Image object location entries:
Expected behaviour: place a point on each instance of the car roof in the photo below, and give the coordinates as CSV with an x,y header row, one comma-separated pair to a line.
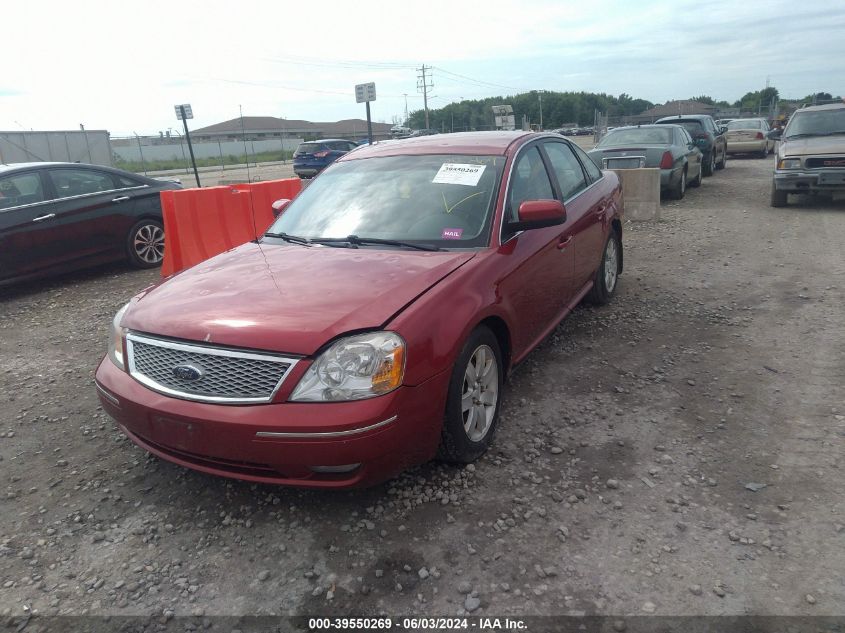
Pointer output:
x,y
327,140
11,167
827,106
473,143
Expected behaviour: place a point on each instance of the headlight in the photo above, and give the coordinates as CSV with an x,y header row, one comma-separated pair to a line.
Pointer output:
x,y
116,335
354,368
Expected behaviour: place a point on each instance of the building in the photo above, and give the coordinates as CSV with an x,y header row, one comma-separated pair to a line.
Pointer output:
x,y
255,128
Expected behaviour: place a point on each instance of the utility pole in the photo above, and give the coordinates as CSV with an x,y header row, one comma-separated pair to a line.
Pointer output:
x,y
424,86
540,97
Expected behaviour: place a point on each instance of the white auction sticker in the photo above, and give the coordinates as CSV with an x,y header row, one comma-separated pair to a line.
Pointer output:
x,y
459,174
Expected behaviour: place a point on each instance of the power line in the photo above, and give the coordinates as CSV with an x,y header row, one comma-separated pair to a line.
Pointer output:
x,y
475,81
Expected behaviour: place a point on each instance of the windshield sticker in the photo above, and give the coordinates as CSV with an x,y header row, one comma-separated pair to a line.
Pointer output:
x,y
459,174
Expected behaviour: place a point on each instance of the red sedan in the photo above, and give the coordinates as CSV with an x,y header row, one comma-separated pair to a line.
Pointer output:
x,y
371,328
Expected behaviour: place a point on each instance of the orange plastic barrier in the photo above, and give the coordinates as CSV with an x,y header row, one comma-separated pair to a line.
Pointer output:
x,y
201,223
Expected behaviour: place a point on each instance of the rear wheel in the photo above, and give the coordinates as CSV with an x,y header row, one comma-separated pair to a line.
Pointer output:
x,y
680,187
709,164
145,244
779,197
607,276
472,404
696,182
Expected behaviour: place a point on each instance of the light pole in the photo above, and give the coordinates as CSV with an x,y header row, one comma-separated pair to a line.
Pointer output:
x,y
540,97
182,147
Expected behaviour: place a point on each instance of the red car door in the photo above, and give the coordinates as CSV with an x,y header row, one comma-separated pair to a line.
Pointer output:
x,y
586,202
539,263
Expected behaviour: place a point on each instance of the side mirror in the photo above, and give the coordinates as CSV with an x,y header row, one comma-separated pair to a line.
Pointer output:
x,y
279,206
538,214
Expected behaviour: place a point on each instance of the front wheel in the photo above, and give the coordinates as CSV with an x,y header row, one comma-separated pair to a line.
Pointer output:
x,y
145,244
607,276
680,187
779,197
472,404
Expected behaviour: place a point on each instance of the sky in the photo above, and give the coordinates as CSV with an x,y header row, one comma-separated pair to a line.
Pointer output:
x,y
122,66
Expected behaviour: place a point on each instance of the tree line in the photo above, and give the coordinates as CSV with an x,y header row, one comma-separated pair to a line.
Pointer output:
x,y
565,108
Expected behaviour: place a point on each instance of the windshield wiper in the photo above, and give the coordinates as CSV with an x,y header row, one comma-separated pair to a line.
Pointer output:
x,y
360,241
295,239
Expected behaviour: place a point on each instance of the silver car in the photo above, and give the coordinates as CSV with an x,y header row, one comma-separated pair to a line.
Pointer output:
x,y
749,136
669,148
811,154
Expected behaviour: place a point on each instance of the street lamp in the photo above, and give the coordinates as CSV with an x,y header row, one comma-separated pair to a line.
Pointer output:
x,y
184,158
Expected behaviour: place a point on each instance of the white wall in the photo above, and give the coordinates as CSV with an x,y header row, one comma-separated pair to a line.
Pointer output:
x,y
212,149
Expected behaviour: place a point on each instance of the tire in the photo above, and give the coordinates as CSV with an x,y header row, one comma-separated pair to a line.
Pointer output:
x,y
473,401
696,182
779,198
709,165
607,275
145,244
677,192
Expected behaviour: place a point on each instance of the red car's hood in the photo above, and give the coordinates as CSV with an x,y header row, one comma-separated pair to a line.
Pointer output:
x,y
288,298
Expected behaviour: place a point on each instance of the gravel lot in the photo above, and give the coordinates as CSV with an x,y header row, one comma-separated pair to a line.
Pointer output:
x,y
677,452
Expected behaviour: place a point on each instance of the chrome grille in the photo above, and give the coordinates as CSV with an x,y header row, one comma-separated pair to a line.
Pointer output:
x,y
208,374
825,161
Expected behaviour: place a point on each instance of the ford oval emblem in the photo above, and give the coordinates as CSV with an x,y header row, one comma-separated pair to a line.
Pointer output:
x,y
189,373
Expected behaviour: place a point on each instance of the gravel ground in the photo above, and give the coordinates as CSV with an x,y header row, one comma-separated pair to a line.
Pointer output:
x,y
677,452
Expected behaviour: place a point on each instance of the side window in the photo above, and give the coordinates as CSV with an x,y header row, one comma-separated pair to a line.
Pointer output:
x,y
529,181
20,189
78,182
568,170
124,181
593,172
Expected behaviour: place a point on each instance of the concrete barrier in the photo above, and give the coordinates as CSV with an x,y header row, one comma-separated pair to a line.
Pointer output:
x,y
641,192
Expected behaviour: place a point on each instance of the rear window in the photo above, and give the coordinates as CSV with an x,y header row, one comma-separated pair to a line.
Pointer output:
x,y
819,122
693,127
655,136
745,125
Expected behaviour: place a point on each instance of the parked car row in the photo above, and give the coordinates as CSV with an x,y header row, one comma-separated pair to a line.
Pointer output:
x,y
373,326
667,146
65,216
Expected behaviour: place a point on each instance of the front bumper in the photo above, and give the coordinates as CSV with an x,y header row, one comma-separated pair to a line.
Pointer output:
x,y
810,181
288,443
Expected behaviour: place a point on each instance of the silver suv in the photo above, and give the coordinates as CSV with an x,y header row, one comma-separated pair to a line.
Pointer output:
x,y
811,155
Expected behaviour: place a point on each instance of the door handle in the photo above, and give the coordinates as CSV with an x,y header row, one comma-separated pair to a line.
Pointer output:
x,y
563,243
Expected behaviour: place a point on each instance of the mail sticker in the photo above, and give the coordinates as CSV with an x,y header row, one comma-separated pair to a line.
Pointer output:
x,y
459,174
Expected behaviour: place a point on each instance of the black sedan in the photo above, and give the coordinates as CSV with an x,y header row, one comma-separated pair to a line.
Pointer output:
x,y
669,148
63,216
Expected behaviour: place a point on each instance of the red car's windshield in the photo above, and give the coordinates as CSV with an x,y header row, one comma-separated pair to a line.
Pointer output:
x,y
445,200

◆ TO DO ◆
Omit each picture, then return all of the listing exactly as it stands.

◆ TASK RESULT ◆
Expected behaviour: place a point on each instance of the car roof in the photo below, and give the coordinates as CSV with an x,y header row, one comma-separated pair to a line.
Pointer output:
x,y
327,140
11,167
827,106
473,143
Expected behaviour: place a point on each instance of the headlight in the photo above, and give the coordinates as CSV with an x,y header row, one comma-separated pair to a line.
Pointer output:
x,y
116,335
354,368
Expected behaviour: place a point on each instance of the building in the photo above, and give the coordinates as CSV with an x,y header row, one comma-separated pair to a line.
Pointer output:
x,y
255,128
Expected behaviour: place a point on each instance of the utility pole in the photo above, and give the coordinates as CSV with an x,y header row, one comma-separated pair to a line.
Pointer output:
x,y
424,86
540,97
Expected behaviour: place a point on each instance of the white auction sticker in the photo above, and give the coordinates as CSV with an x,y header row, one comma-separated pair to a line.
Pointer output:
x,y
459,174
Expected behaviour: place a point on each instance of the power line in the photo above, and give the coordinates as CSV with an x,y header row, one comma-separated pair to a line.
Pointer output:
x,y
475,81
Expected behaviour: place a point on each instance of the windshield sticker in the photo above, and give the coordinates as CSV with an x,y header row, one comma-separated pair to a line.
Pointer output:
x,y
459,174
Expected behaviour: place a point on each instance of the red sedan in the photo above, and give the coordinates as CSV with an x,y header row, one comma-separated pair to a line.
Pointer output:
x,y
371,328
Expected behaviour: place a point on each instance of the orange plastic barrier in the photo above, and give the coordinates as CSV with an x,y header row, one comma-separated pair to a line.
Pointer output:
x,y
201,223
Expected behaviour: place a point on each instance of the rear wheel in the photo above, and give the coordinates as CSV with an x,y header row, one comma-separated pair to a line.
Pointer output:
x,y
680,187
709,164
145,244
779,197
607,276
472,404
696,182
Expected behaviour: place a point on each instance of the light pole in the photo above, and give the coordinates as CSV with an x,y header row, one comma-separated pair to a line.
Pointer output:
x,y
540,97
182,147
Expected behaviour: place a point on each instance of the red car door in the photo above, and give the coordinates as CSV with an x,y header row, one comma-separated pair to a line.
Pointer output:
x,y
586,202
539,263
Expected behaviour: place a point on each instance of the side mirror in the photo above, and give the coordinates as CSV with an x,y header row, one comma-separated pair to a line.
Pointer output:
x,y
279,206
538,214
Expected behaviour: place a point on each instance of the front wheel in the photo above, and give the coordinates as CSV with an x,y header row, one comma-separated pair to a line.
Pointer output:
x,y
145,244
607,276
680,187
779,197
472,404
Expected behaviour: place a point on each instance of the sky in the photo above, and give the coordinates as CSV with an x,y header row, one comma-separated pair to a line.
Pointer output:
x,y
122,66
Expected behaviour: place a point on each instance of the tree line in the photo above, and give the coordinates as CSV with an x,y header row, one comma-separated pair to a line.
Pointer output:
x,y
565,108
Expected behaviour: place a point on each instance of the windshield wiper in the photo above, and give the coordinates as CSV with an x,y header row, one comma-separated pair to a line.
Pointer output:
x,y
360,241
295,239
Expected behaviour: place a point on each instance of the silver car in the photo above, and give the coordinates as CSV with an x,y header row, one comma-separated pair to a line.
Pointer output:
x,y
749,136
669,148
811,154
Expected behaviour: place a point on each instance of the street lamp in the photo above, and give the coordinates as CSV with an x,y header row, one comma-separated pair to a line.
Pointer output:
x,y
184,158
Expected behaviour: place a point on each instance of the white wall in the photo above, and give the coordinates as CSV with an x,y header row, one comma-separated pair to a line.
Pointer output:
x,y
212,149
Expected behaviour: place a point on each instance of the tire in the photo above, and give the coordinates as CSV with an x,y header row, one comma-separated pair to a line.
Pointer output:
x,y
473,401
696,182
779,198
709,165
607,275
145,244
677,192
Expected behaviour: place a point on each instance of the red car's hood in the photo above, and give the coordinates as CSV with an x,y header row, one comma-separated pair to a line.
Pointer output:
x,y
288,298
Expected behaviour: place a point on each instance of the gravel lot in the photo above, and give the coordinates as CSV with an x,y header row, one comma-separated pair to a line.
Pointer output:
x,y
677,452
Expected behaviour: place a point on each instance of the chrome grille in the photo above, and give the coordinates as CSV with an x,y header row, one comma-separated pair to a line.
Pointer output:
x,y
208,374
825,161
Expected behaviour: place a point on each instance of the ford oval emblem in the photo above, and give the coordinates as CSV with an x,y header row, one comma-separated pair to a line.
Pointer output:
x,y
189,373
Expected behaviour: place a point on each instance of the gravel ground in the photo above, and give the coordinates as CSV with an x,y header row, one comma-separated pair to a line.
Pointer output:
x,y
677,452
Expected behaviour: place a point on each instance of the side window in the photo above, and give the coordinates as CSV with an x,y header row, one comma-separated pair to a line.
Pointer output:
x,y
529,181
20,189
78,182
568,170
124,181
593,172
Expected behaviour: place a point on each instance of the concrete barrier in the photo above, and give the coordinates as CSV with an x,y header row, one comma-separated pair to a line.
Pointer output:
x,y
641,192
Expected behaviour: place a point on each instance of the rear window in the photo above, and give the coordinates as CSV with an x,y header row, one comma-separated pair to a line.
Pointer output:
x,y
819,122
693,127
655,136
745,125
Expected behaviour: place a point on each instance of the parked car row in the photo above, and give the coordinates as CSV with an x,y header row, one comma-separated pair to a line.
Pointer output:
x,y
373,326
667,146
65,216
Expected behaviour: place a point on each instance of the front bumper in the photo above, and give the coordinates as CSV with an x,y header row, one comma-separated pair to a line.
Pointer output:
x,y
810,181
288,443
Expected behaviour: place a point on each instance of the silver suv in the photo above, and give the coordinates as CSV with an x,y header row, one comma-separated pair to a line.
Pointer output:
x,y
811,155
Expected behaviour: place a point on each instance of the door handle in the photo above, and give the coordinates as CSV with an x,y header row, one comma-separated pair to a line.
Pointer output:
x,y
563,243
Expected behaviour: place a point on each instance of the mail sticker in the photo above, and give the coordinates as CSV with an x,y header row, one comma-separated pair to a line.
Pointer output:
x,y
459,174
Expected behaviour: place a point on each instance of the black sedan in the photo above, and give the coordinates as CSV with an x,y header row, one comma-separated pair to a line.
Pointer output:
x,y
669,148
63,216
Expected behaviour: place a point on each instance of the red car's windshield in the photo above, and give the coordinates as CSV with an x,y header row, one comma-separated pair to a line.
Pointer output:
x,y
445,200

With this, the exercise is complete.